— THE PROBLEM —
Write what comes next in the news report below about Israel denying entry to Reps. Ilhan Omar and Rashida Tlaib, starting right after its final sentence.

— EXCERPT TO READ —

.....

WASHINGTON, August 15, 2019 — Israeli Prime Minister Benjamin Netanyahu on Thursday appeared to acquiesce to pressure from President Donald Trump to bar two Democratic lawmakers from visiting that country.
Reps. Ilhan Omar, D-Minn., and Rashida Tlaib, D-Mich., had planned to visit the Israeli-controlled West Bank, which has been under Israeli control since 1967 and is home to a number of the latter’s relatives.
But those plans appeared to have gone awry after Netanyahu’s interior minister, Aryeh Deri, announced on Thursday that the pair would not be granted visas to enter the Israeli-controlled West Bank.
In a statement posted to his official Twitter account, Netanyahu said the actual decision to deny Omar and Tlaib admission had been made by Deri, and was necessitated by their status as “leading activists in promoting the legislation of boycotts against Israel in the American Congress.”
“No country in the world respects America and the American Congress more than the State of Israel,” he said.

.....

Entries from a point annotation set
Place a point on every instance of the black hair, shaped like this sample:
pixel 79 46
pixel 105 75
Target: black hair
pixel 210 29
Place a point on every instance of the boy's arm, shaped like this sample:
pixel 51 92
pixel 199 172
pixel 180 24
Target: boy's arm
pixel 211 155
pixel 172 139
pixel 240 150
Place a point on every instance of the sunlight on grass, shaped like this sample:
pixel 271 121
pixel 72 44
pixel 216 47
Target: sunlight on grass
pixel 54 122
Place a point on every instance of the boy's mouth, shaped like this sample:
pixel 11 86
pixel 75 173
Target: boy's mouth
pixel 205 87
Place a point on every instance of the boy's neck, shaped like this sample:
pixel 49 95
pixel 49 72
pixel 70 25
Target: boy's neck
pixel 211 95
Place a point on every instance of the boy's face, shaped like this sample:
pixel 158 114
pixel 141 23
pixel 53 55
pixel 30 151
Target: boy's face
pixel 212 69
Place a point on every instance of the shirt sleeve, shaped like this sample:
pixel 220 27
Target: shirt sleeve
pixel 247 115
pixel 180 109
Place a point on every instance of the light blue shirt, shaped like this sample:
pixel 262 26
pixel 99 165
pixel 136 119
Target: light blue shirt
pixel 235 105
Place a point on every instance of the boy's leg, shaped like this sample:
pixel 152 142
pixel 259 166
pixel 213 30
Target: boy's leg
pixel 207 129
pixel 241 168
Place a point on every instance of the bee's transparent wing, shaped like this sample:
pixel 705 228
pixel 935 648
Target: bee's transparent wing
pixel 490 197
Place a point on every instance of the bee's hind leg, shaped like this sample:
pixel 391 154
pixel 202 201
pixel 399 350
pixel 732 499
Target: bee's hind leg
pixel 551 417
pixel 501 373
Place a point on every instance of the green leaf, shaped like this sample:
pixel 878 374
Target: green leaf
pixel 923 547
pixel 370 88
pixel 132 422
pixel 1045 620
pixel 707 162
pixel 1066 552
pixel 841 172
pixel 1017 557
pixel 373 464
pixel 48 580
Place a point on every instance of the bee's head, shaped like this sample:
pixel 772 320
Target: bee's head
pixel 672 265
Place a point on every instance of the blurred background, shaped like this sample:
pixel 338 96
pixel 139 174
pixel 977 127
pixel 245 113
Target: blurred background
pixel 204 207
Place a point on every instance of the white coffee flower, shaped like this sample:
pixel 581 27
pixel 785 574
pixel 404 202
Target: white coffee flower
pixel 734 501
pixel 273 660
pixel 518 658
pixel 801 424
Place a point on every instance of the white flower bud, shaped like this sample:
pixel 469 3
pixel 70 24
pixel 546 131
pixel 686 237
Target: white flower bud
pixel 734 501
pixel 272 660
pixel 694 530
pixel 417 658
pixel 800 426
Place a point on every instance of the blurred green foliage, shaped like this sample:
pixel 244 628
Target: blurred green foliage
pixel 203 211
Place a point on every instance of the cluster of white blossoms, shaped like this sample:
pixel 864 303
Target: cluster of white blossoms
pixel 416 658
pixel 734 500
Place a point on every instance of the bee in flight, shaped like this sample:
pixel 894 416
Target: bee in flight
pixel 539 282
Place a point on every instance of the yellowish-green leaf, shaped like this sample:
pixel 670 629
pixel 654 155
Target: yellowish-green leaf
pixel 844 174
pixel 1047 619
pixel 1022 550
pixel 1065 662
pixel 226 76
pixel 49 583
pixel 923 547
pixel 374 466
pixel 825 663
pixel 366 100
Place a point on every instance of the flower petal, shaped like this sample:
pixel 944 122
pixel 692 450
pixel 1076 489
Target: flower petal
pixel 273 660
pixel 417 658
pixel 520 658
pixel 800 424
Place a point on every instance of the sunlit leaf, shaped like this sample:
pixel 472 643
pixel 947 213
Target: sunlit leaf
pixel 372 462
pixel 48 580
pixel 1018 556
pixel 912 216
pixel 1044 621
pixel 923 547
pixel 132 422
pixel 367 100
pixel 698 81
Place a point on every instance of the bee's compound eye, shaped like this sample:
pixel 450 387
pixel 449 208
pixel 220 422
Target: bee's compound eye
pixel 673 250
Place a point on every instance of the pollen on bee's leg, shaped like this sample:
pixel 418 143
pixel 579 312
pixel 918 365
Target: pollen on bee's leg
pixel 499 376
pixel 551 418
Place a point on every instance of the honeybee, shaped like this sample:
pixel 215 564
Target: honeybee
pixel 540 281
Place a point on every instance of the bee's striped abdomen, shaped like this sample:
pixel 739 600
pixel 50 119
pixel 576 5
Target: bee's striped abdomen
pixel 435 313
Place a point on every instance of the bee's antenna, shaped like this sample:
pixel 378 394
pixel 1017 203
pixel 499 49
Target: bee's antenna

.....

— EXPECTED ANSWER —
“As a free and vibrant democracy, Israel is open to critics and criticism with one exception: Israeli law prohibits the entry into Israel of those who call for and work to impose boycotts on Israel, as do other democracies that prohibit the entry of people who seek to harm the country.”
While Israel’s law targeting supporters of the Boycott, Divestment and Sanctions movement has been in effect since 2017, it has never been enforced against American members of Congress.
But the Israeli government’s decision to do so appears to come at the explicit request of President Trump, who was reported last week to have told advisers that Israel should block their entry. Several of Trump’s top aides have close ties to Israeli leaders, including son-in-law and senior adviser Jared Kushner, whose family maintains a close friendship with Netanyahu.
Although it had been unclear in recent days whether the Israeli government would apply its anti-BDS law to visiting American lawmakers, there were early indications that Israel would allow Omar and Tlaib’s visit to go forward.
In a recent statement, Israeli Ambassador to the United States Ron Dermer said that Israel would allow Omar and Tlaib to enter out of respect for Israel’s strong relationship with the United States.
And even after reports emerged that Trump was sending signals that Israel should bar them from entering, it appeared that Israel’s government would heed the advice of several top Democratic lawmakers by allowing the visit to go forward.
But Democrats’ efforts were upended early Thursday after President Trump took to Twitter to encourage Israel to bar the two women.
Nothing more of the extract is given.